**KUTIPAN HALAMAN:**
#####

Prilaku Nabi SAW adalah bagian dari sunnah Nabi. Nabi SAW tidak mungkin melakukan sesuatu yang diharamkan.
Jika kawin anak tidak diperbolehkan dalam Islam (haram), tentu Nabi SAW akan menghindari dan melarangnya. Buku ini melawan “sunnah” Nabi, mengharamkan sesuatu yang tak pernah diharamkan Nabi SAW. Begitulah kira-kira logika hukumnya.
Lantas Ustaz tersebut membuka daftar isi buku dan langsung menuju bab yang ia tuju. Ia membaca pelan-pelan, membuka halaman demi halaman.
Setelah itu baru berkomentar, “Ulama-ulama seperti Ibnu Syubrumah dkk saja paling banter mengatakan ‘tidak ada manfaatnya’ (la manfaata lah) dan tidak sampai mengharamkan,” nada bicaranya mulai pelan dan mengajak saya untuk mendiskusikan isi buku ini.
Membaca judul buku, tanpa menyelami isinya, seringkali membuat kita terkecoh dan tersesat, bahkan membuat kesimpulan keliru. Mungkin ini yang dimaksud: Don’t Judge a book by its Cover”.
Buku “Mengapa Islam Melarang Perkawinan Anak” merupakan ringkasan dari buku “Fikih Perkawinan Anak” yang sama-sama diterbutkan Rumah KitaB.
Buku saku ini mengulas diskursus fikih perkawinan anak dari klasik hingga modern, membuka wacana dan realitas baru dalam membaca dan menyikapi problem perkawinan anak.
Wahbah Zuhaili, dalam kitab yang banyak dirujuk dalam Forum Bahtsul Masail, Fiqhul Islam wa Adillatuhu, melalui pendekatan perbandingan mazhab (muqaranah al-mazahib) mengulas secara panjang lebar diskursus perkawinan anak dalam pandangan ulama fikih. Empat mazhab besar — Maliki, Syafii, Hanafi, dan Hanbali — tidak melarang perkawinan anak, bahkan orang gila sekalipun boleh dikawinkan.
Hanya, sejumlah ulama pinggiran seperti Ibnu Syubrumah, Abu Bakar al-Asom, dan Utsman al-Batti memilih melarang perkawinan anak dan menyebutnya tidak ada faedahnya sama sekali (la faidata lah). Namun, dalam belantara hukum fikih, pendapat ketiga ulama ini hanyalah pendapat sempalan dibanding pendapat mayoritas empat mazhab besar (jumhur al-ulama).

#####

**TUGAS LATIHAN:**
Jawab pertanyaan berikut berdasarkan kutipan halaman di atas.
1. Buku "Mengapa Islam Melarang Perkawinan Anak" merupakan ringkasan dari buku apa?
2. Dalam kitab apa Wahbah Zuhaili mengulas diskursus perkawinan anak?
3. Siapa saja tiga ulama yang memilih melarang perkawinan anak?

#####

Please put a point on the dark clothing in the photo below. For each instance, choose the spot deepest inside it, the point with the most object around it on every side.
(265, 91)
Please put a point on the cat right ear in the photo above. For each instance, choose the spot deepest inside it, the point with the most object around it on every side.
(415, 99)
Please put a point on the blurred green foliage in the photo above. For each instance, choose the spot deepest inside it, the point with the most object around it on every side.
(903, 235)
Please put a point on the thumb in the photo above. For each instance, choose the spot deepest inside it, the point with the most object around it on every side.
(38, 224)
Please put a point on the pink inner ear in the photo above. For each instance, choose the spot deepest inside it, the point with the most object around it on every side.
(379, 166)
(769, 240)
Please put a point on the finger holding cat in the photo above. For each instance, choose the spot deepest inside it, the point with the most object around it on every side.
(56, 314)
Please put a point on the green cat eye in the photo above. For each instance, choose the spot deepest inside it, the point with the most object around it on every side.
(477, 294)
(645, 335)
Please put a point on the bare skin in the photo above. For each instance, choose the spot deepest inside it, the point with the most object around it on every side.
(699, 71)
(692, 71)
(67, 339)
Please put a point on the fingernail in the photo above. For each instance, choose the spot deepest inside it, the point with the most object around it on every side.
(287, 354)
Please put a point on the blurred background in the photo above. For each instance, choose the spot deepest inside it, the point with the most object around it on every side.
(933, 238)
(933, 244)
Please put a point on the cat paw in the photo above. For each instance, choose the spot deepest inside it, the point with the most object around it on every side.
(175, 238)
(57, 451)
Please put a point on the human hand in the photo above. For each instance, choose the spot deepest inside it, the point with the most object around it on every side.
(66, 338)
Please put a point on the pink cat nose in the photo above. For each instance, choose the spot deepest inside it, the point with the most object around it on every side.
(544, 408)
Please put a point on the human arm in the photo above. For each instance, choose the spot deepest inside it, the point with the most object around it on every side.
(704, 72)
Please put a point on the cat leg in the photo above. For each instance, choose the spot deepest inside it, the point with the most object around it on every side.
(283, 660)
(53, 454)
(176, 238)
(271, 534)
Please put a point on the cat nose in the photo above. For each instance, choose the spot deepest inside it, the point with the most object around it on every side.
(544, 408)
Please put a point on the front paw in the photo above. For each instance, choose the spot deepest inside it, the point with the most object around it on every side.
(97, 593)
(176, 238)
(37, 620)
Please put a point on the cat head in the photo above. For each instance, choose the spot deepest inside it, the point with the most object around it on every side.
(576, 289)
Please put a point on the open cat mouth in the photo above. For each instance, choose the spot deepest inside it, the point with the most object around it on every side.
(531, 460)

#####

**JAWABAN LATIHAN:**
1. "Fikih Perkawinan Anak"
2. Fiqhul Islam wa Adillatuhu
3. Ibnu Syubrumah, Abu Bakar al-Asom, dan Utsman al-Batti